▶ Aim of the exercise
Copy the listing below character for character, from its first line up to and including the line that contains "column 219, row 216".

[Data records]
=======

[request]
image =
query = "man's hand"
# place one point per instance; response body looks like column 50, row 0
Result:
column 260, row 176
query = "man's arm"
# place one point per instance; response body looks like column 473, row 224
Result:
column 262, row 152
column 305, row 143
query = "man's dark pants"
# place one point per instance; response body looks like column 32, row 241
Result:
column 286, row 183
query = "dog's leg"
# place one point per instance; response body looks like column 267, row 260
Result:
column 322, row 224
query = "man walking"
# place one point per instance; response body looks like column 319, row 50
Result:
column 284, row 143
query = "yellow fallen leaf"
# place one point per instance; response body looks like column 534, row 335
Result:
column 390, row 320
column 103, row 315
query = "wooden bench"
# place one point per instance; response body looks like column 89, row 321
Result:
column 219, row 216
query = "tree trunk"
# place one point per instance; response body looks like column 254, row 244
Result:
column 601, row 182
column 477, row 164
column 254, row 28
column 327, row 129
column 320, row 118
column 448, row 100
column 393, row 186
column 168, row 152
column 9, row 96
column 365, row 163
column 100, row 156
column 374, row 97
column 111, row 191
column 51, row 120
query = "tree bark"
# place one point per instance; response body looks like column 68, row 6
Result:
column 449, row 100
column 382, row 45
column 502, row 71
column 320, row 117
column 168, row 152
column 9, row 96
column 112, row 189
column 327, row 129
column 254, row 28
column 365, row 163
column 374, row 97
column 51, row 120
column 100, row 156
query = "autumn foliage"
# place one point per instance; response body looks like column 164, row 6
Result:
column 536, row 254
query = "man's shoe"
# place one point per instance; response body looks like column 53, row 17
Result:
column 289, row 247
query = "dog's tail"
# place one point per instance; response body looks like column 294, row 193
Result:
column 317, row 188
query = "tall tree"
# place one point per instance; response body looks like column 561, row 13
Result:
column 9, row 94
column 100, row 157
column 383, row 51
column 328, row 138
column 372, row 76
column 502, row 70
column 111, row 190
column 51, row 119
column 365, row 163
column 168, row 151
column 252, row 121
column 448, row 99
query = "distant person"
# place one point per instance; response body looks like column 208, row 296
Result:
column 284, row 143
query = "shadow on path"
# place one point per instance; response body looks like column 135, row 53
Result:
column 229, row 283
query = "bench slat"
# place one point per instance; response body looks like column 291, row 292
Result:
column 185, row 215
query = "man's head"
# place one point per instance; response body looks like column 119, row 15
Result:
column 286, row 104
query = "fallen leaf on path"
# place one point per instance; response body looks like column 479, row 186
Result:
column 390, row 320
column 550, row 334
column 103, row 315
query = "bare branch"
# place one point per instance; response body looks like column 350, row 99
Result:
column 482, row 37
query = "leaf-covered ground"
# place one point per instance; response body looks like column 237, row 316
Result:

=======

▶ Answer to this task
[request]
image =
query = "man's hand"
# place one point per instance; response body looks like column 50, row 0
Result:
column 260, row 176
query = "man's arm"
# place one point per instance; response body looks like column 473, row 224
Result:
column 262, row 152
column 305, row 143
query = "man's dark pants"
# place one point per instance; response body looks like column 32, row 241
Result:
column 286, row 183
query = "dog's leg"
# place one point per instance; response body looks like column 267, row 260
Result:
column 322, row 224
query = "man walking"
# place one point per instance; response body looks like column 319, row 50
Result:
column 284, row 143
query = "yellow fallen leaf"
# place one point per instance; response body looks like column 534, row 335
Result:
column 390, row 320
column 103, row 315
query = "wooden bench"
# place one point per instance; response body looks like column 89, row 321
Result:
column 219, row 216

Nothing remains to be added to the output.